--- Begin Material for the task ---

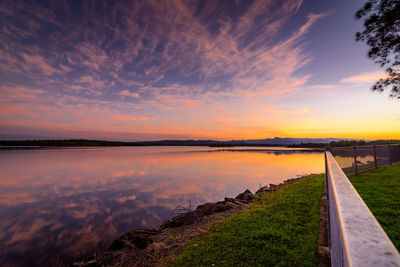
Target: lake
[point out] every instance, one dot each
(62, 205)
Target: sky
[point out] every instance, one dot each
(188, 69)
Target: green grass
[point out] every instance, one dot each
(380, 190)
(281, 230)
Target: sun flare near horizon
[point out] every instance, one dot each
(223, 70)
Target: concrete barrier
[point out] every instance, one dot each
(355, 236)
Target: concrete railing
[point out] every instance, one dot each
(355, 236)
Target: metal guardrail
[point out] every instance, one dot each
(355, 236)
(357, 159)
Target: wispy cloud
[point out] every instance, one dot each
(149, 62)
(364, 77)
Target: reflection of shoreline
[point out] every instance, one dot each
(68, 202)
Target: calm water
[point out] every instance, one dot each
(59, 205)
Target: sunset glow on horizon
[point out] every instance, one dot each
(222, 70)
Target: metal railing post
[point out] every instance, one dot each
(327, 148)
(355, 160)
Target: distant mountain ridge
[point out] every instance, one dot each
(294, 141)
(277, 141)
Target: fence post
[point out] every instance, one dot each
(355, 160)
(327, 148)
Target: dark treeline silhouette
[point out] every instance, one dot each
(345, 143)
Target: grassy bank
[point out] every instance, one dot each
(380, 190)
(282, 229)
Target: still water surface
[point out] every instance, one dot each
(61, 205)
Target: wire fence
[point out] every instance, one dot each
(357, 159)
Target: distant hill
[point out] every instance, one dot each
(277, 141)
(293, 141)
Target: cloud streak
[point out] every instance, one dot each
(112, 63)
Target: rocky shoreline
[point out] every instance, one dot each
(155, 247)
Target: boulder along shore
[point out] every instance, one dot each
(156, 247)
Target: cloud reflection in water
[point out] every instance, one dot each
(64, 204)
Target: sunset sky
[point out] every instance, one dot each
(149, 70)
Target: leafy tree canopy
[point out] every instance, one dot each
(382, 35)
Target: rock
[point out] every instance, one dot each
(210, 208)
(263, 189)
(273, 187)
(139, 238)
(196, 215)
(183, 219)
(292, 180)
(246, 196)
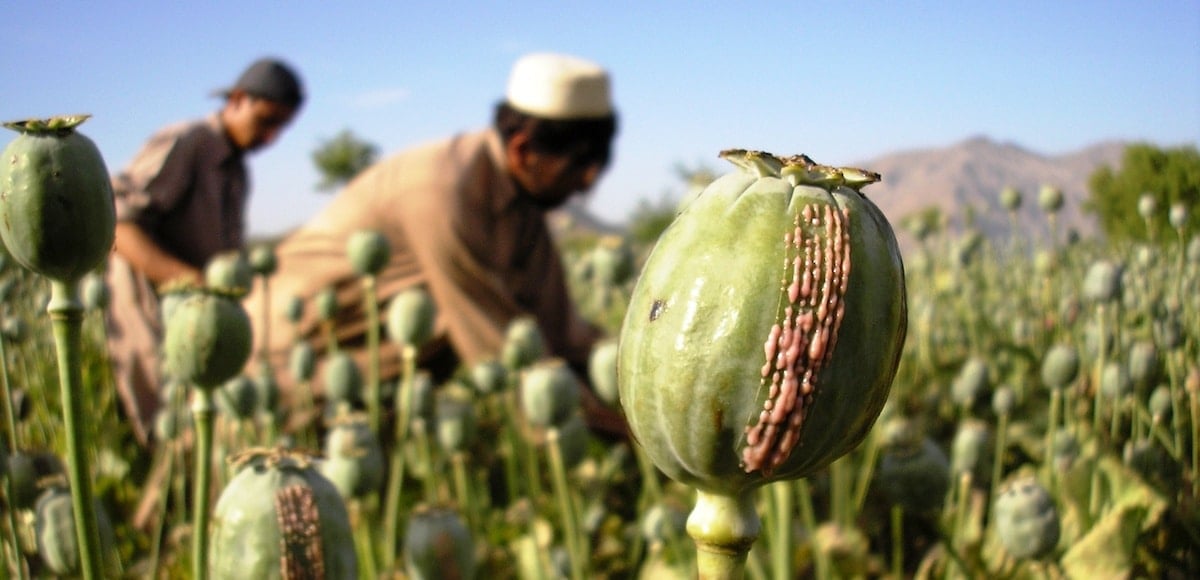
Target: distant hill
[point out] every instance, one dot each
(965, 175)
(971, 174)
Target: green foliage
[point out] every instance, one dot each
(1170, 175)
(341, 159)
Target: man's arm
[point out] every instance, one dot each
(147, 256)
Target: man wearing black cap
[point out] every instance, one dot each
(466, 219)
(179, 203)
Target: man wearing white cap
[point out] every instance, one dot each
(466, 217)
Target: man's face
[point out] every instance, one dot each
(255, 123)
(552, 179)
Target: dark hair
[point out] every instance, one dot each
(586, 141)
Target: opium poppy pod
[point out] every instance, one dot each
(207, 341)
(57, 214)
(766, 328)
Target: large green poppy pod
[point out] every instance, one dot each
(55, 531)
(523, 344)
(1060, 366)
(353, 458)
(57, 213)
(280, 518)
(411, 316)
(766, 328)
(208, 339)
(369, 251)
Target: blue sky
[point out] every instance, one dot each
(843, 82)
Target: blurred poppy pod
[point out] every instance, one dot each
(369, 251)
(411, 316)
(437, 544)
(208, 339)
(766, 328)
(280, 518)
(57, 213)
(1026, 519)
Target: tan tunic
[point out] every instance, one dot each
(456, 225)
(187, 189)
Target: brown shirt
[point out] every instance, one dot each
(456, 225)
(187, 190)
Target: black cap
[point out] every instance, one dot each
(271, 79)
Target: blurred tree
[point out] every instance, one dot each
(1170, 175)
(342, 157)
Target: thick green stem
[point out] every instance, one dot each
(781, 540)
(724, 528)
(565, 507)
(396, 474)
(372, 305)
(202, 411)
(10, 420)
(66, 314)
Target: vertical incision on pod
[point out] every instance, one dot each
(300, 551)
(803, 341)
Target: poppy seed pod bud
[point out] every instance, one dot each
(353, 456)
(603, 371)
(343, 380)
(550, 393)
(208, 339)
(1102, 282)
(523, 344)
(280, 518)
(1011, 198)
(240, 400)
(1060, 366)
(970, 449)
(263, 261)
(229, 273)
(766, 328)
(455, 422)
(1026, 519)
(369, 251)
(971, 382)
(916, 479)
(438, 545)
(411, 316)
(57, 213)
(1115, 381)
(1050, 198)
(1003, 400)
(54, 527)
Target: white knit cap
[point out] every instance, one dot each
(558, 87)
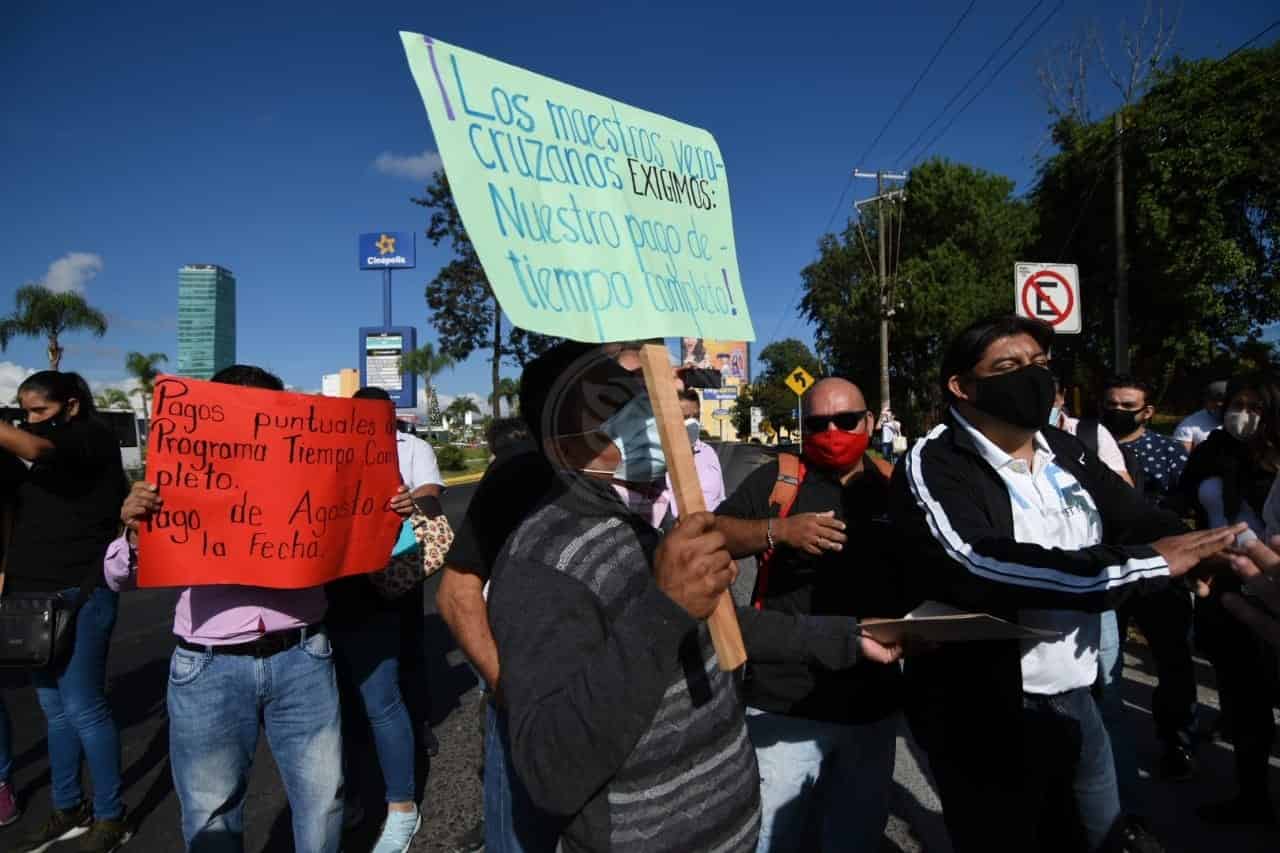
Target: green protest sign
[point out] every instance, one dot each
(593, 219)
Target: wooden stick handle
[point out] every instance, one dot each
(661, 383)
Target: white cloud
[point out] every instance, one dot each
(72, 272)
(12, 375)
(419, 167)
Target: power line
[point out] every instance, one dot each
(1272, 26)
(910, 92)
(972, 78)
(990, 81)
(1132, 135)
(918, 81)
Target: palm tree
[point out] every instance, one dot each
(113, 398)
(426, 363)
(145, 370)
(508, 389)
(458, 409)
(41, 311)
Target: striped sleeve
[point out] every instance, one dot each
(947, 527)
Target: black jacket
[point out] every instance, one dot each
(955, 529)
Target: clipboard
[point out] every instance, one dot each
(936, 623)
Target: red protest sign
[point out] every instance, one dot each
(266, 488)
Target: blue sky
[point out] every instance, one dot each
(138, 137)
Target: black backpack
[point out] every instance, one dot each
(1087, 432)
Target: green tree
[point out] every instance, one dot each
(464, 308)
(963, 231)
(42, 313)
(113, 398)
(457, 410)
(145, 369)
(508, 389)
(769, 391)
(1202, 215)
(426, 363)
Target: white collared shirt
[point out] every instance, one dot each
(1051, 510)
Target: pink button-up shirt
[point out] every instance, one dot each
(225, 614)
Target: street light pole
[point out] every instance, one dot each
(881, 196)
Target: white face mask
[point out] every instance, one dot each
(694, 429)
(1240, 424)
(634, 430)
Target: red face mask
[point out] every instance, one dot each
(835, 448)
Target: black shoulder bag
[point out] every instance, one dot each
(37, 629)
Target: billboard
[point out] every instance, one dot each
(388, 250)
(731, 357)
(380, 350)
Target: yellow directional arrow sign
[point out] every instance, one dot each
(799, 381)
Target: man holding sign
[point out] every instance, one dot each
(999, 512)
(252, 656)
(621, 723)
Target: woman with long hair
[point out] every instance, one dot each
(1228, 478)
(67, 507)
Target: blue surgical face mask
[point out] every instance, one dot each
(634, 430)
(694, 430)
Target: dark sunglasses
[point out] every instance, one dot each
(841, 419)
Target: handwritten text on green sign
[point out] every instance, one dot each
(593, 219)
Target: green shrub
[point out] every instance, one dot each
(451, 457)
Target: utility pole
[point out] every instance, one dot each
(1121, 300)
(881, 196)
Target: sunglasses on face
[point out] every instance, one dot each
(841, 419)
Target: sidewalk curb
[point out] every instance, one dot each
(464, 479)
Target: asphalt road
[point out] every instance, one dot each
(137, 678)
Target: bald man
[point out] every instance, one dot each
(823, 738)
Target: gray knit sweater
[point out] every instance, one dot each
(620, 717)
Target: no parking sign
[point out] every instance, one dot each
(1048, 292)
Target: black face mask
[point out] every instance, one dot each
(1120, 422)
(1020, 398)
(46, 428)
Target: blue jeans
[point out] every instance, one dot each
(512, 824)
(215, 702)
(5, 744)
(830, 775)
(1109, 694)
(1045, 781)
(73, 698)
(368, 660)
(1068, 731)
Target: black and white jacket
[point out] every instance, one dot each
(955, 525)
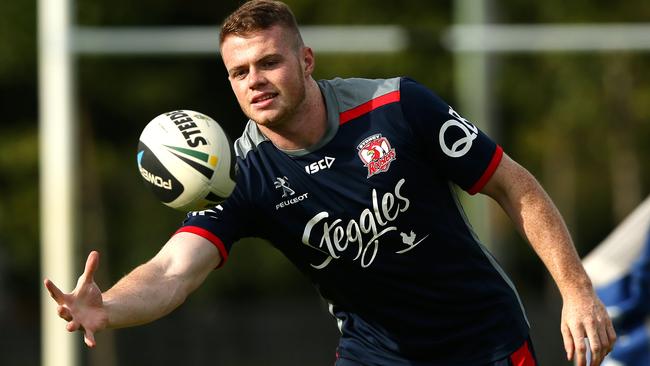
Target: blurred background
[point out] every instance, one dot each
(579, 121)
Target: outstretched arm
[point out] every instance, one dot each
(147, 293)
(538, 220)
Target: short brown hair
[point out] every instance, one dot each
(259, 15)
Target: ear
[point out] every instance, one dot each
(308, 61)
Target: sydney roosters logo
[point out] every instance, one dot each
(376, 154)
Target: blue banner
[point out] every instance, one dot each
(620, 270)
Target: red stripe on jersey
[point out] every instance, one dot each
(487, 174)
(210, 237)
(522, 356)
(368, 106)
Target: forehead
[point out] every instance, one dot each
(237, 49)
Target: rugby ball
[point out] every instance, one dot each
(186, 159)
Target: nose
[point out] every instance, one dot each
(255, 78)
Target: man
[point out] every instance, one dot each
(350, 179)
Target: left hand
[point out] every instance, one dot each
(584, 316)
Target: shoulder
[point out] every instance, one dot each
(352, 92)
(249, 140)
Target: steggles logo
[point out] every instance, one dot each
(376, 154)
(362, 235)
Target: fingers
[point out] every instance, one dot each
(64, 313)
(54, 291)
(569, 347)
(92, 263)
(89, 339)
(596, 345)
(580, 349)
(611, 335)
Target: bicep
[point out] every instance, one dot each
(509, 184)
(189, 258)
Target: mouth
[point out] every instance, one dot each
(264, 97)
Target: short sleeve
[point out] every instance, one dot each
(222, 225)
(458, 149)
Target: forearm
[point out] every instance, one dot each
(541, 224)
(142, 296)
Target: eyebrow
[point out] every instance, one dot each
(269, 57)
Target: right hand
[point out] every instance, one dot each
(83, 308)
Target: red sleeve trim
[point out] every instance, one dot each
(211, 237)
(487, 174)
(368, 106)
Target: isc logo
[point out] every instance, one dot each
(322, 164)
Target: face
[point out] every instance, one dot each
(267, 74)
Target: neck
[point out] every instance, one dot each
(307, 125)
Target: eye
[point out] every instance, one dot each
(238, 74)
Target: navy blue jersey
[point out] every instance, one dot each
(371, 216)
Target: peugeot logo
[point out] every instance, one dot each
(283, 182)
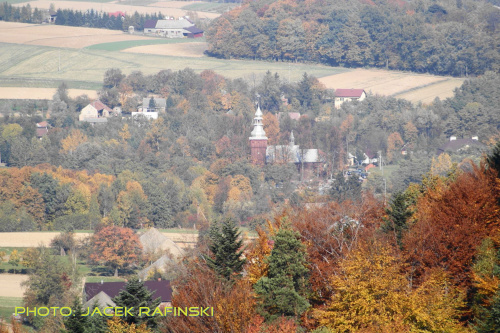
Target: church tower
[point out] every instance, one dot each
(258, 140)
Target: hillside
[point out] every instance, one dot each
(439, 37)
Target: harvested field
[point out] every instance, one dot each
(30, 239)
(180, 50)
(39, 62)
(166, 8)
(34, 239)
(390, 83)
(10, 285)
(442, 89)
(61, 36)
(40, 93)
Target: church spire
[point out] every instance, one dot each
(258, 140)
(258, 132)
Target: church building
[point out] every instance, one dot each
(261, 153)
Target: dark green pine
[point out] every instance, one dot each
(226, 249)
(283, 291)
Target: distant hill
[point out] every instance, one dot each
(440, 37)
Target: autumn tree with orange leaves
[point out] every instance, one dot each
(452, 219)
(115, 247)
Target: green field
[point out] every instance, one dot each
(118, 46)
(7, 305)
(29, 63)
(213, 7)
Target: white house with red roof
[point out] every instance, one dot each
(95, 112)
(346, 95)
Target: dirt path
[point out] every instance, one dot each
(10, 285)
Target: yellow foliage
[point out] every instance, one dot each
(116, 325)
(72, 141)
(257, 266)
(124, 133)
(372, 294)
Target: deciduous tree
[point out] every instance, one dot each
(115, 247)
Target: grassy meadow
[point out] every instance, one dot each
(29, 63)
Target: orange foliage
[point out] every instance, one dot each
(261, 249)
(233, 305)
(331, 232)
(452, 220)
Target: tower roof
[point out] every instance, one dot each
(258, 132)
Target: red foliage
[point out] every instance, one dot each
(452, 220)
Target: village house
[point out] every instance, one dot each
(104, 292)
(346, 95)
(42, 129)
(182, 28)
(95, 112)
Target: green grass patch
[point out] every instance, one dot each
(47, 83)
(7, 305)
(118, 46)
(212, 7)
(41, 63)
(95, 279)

--- End Material for the task ---

Prompt: Return, unchanged, the lines of the data beginning with the line containing "Target: yellow foliage" and continuing through the end of the data.

Answer below:
Target: yellow foliage
[point out] every instance, one dot each
(116, 325)
(72, 141)
(257, 266)
(124, 133)
(372, 294)
Target: deciduous tree
[point out] every instance, one dot each
(115, 247)
Target: grassy meadow
[point out] every instance, one dot each
(29, 63)
Target: orange foliage
[point out] every instance, one dot each
(261, 249)
(233, 305)
(331, 232)
(452, 220)
Target: tower roof
[point out] every instance, one dot each
(258, 132)
Target: red foliage
[point out] every instance, one dot each
(452, 220)
Target: village house
[point out] every instance, one dot each
(104, 292)
(346, 95)
(42, 129)
(182, 28)
(95, 112)
Target: green grass patch
[point out] every instance, one dot each
(47, 83)
(7, 305)
(118, 46)
(212, 7)
(41, 63)
(95, 279)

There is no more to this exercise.